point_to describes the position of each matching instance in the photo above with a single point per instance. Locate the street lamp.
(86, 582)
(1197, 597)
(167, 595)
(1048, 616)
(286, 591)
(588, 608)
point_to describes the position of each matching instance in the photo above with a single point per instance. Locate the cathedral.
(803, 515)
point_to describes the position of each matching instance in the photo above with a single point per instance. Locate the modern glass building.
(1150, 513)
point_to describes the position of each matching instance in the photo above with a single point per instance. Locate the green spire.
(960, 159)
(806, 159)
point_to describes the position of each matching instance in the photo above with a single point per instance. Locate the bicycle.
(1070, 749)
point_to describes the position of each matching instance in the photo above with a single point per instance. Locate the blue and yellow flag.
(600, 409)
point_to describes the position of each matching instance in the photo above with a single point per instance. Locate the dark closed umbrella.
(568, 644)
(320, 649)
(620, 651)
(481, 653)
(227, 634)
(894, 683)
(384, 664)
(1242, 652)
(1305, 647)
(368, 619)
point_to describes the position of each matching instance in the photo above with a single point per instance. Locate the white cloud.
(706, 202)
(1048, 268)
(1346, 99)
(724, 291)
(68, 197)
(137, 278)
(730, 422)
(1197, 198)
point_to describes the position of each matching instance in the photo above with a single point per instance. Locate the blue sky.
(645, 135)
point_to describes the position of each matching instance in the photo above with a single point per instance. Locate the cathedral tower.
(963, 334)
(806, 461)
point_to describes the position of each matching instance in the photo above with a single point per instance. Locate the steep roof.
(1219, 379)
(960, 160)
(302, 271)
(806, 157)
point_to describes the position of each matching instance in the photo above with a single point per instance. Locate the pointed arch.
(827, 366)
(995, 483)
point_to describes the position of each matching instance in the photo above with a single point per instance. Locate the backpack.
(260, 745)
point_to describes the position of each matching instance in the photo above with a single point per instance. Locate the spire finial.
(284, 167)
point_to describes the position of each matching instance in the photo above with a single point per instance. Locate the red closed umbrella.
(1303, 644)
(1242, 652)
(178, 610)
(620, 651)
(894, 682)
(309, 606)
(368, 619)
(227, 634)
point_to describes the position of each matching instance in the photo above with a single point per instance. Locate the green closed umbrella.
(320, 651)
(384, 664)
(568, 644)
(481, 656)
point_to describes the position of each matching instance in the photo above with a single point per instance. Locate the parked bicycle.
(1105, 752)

PROMPT: Can you put all the records above into a two-column CSV with the header row text,answer and one row per record? Give each record's text and its answer in separate quoted fields, with any line breaks changed to spaces.

EXPECTED OUTPUT:
text,answer
"point_to describes the position of each matching instance in the photo above with a single point per instance. Locate the street lamp.","(86, 582) (1197, 597) (167, 595) (1048, 616) (286, 591) (588, 608)"
"point_to describes the position of each matching instance in the photo above with a single point per instance. Locate the cathedral.","(803, 515)"
"point_to describes the position of each matching instance in the photo above with a single point per instance. Locate the modern glass building.","(1150, 513)"
"point_to describes the position of each matching instance in the photo above with a single point per instance. Locate the green spire.","(960, 159) (806, 159)"
"point_to describes the position of each matching instance in the photo above with a single point per instance. Locate the bicycle.","(1070, 749)"
"point_to describes the position of each matching instance in the photo above with a single point per instance. Locate the blue and yellow flag.","(600, 409)"
"point_to describes the position of each matching instance in the photo above with a single point per instance. Locate the dark closed umbrella.","(568, 644) (320, 649) (620, 651) (481, 653) (227, 634) (894, 683) (384, 664) (1242, 652) (1305, 647) (368, 619)"
"point_to describes the position of each matching instance in the photo above with a single point per instance. Locate the white cloud.","(706, 202) (1048, 268) (1346, 99) (724, 291) (68, 197) (137, 278) (730, 422) (1197, 198)"
"point_to describes the position of each matching instance in the photo above with a single point per instance. Locate the blue sky.","(645, 135)"
"point_to describes the position of each matching instance in the photo above with a single point per instance. Locate the cathedral tower.","(963, 334) (806, 461)"
"point_to describes the position of each matching instance in the photo above with a single point per instance. Locate the steep roof.","(1219, 379) (960, 160) (302, 271) (806, 157)"
"point_to describes the position of each matching instance in the photo above with a single point per instance. Locate the pointed arch.","(827, 366) (995, 483)"
"point_to describes the position of each matching instance in the photo above with a single point per instance. Locate the backpack.","(260, 745)"
"point_to describes the position of each matching instance in the photo above with a single point per instance. Locate the spire finial.","(284, 167)"
"point_to describes the position of each matching instance in the photo above with a single point per instance. Locate the red closed umbrella.","(1303, 644) (1242, 652) (178, 610) (620, 651) (894, 682) (309, 606) (368, 619) (227, 634)"
"point_to describes the position of each matching instance in the photo above with a single point per instance. Locate the green closed umbrella.","(320, 651) (384, 664) (568, 644) (481, 656)"
"point_to describes the position of each matching instance in the photo above with a single point per instance. Locate the parked bicycle.","(1105, 752)"